### EXERCISE MATERIALS
----

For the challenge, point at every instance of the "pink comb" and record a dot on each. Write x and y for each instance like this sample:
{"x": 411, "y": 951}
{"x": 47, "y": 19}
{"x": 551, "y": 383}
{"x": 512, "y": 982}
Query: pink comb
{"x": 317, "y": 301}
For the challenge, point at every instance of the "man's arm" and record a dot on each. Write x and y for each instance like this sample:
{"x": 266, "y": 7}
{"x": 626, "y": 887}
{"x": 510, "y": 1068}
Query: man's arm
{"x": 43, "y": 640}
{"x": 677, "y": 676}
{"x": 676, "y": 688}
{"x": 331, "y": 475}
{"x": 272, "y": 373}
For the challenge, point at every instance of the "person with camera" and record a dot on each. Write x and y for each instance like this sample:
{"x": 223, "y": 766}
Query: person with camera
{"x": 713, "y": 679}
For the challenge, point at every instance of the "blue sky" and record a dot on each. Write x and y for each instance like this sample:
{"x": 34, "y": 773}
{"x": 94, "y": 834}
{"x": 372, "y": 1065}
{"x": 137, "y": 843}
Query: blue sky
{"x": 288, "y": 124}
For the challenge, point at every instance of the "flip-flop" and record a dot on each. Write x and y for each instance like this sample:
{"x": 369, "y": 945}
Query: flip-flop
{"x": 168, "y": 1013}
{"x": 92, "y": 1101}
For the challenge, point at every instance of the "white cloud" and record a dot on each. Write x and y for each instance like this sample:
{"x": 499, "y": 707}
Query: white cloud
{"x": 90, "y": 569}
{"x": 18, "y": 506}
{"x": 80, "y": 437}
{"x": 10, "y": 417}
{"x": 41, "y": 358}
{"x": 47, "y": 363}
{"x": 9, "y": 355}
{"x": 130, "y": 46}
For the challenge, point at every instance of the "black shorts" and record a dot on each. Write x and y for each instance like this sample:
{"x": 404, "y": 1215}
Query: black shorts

----

For this task, set down the entire listing word for word.

For the challenge, point at every instance of the "pink comb" and record a dot on each. Write x and y for each instance like this sample:
{"x": 411, "y": 951}
{"x": 47, "y": 19}
{"x": 551, "y": 383}
{"x": 512, "y": 982}
Query: pink comb
{"x": 317, "y": 301}
For the challenge, point at every instance of the "man's arm" and record a dot on each. Write x and y for each instance like this sample:
{"x": 266, "y": 7}
{"x": 626, "y": 887}
{"x": 510, "y": 1068}
Query: man's arm
{"x": 43, "y": 640}
{"x": 677, "y": 676}
{"x": 676, "y": 688}
{"x": 331, "y": 475}
{"x": 272, "y": 373}
For the challenge, point at every instance of the "person with camera" and record a dot on each. Write x and y for each instance like this sample:
{"x": 223, "y": 766}
Query: person with camera
{"x": 713, "y": 679}
For the challenge, point at every instance of the "blue sky" and record a dot on each. Write x and y for each instance like this sample:
{"x": 34, "y": 773}
{"x": 94, "y": 834}
{"x": 372, "y": 1065}
{"x": 137, "y": 843}
Query: blue sky
{"x": 288, "y": 124}
For the challenge, point at every instance of the "flip-flop" and record a dot on each. Write x and y for each instance like this sample:
{"x": 369, "y": 945}
Query: flip-flop
{"x": 168, "y": 1013}
{"x": 92, "y": 1101}
For the challenge, point at every instance of the "white cloud" and record a dot on each. Write x and y for each instance like this sample:
{"x": 499, "y": 707}
Query: white cloud
{"x": 90, "y": 569}
{"x": 18, "y": 506}
{"x": 80, "y": 437}
{"x": 10, "y": 417}
{"x": 41, "y": 358}
{"x": 47, "y": 363}
{"x": 9, "y": 355}
{"x": 130, "y": 46}
For the challenge, point at every instance of the "black shorts" and record a dot on each. Write x and y for each instance like this sample:
{"x": 404, "y": 1215}
Query: black shorts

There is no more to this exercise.